Input rows:
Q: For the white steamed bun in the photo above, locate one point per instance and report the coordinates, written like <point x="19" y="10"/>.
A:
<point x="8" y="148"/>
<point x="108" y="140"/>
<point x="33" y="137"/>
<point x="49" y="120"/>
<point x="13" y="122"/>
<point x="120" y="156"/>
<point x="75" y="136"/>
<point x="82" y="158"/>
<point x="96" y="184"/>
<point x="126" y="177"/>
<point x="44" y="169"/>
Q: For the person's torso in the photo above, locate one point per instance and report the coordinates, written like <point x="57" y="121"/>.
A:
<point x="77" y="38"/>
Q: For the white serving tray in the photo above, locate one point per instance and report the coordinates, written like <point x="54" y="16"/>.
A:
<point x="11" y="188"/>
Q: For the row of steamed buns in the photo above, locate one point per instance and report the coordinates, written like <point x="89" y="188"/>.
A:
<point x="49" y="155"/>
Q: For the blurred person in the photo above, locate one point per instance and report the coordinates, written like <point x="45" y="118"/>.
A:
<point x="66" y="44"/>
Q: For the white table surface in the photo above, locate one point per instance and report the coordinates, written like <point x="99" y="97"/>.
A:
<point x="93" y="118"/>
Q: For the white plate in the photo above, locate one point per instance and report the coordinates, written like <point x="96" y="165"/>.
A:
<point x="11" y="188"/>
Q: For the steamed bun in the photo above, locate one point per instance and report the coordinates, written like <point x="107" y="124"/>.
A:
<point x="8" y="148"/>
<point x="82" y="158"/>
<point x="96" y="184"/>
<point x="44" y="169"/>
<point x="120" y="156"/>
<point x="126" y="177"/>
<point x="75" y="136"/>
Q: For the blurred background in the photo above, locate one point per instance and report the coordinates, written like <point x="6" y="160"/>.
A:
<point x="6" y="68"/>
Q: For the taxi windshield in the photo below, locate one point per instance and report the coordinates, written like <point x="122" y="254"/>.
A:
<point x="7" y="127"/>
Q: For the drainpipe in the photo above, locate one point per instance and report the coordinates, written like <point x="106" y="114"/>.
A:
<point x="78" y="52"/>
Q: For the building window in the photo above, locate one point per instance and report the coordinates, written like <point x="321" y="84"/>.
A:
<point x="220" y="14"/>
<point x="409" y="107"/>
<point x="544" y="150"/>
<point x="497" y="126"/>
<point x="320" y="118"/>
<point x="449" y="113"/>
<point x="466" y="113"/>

Requirement:
Reproduce the stretch from the line containing "Q: For the taxi" through the end of the rows, putting "mark" in place of every "locate" and leaving everything else the same.

The response:
Q: For the taxi windshield in the photo below, mark one point per instance and report the coordinates, written like <point x="122" y="254"/>.
A:
<point x="7" y="127"/>
Q: For the drainpipe in the photo above, mark one point per instance and report the coordinates, written like <point x="106" y="114"/>.
A:
<point x="78" y="52"/>
Q: For the building window in the photo above, mark one point per instance and report the coordinates, written like <point x="321" y="84"/>.
A:
<point x="220" y="14"/>
<point x="409" y="107"/>
<point x="544" y="150"/>
<point x="497" y="126"/>
<point x="320" y="118"/>
<point x="449" y="113"/>
<point x="466" y="113"/>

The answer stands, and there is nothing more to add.